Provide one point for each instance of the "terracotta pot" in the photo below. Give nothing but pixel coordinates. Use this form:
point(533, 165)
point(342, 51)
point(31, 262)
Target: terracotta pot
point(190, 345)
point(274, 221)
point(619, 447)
+-------+
Please present every line of the entries above as a Markdown table with the columns "Row" and "Text", numbering each row and leaving out blank lines.

| Row | Text |
|---|---|
| 1 | Provide one point for each instance of the "terracotta pot" in the photo below. Give nothing but pixel coordinates. Use this form: |
| 2 | point(533, 165) |
| 3 | point(342, 51) |
| 4 | point(31, 262) |
| 5 | Target: terracotta pot |
| 6 | point(190, 345) |
| 7 | point(274, 221) |
| 8 | point(619, 447) |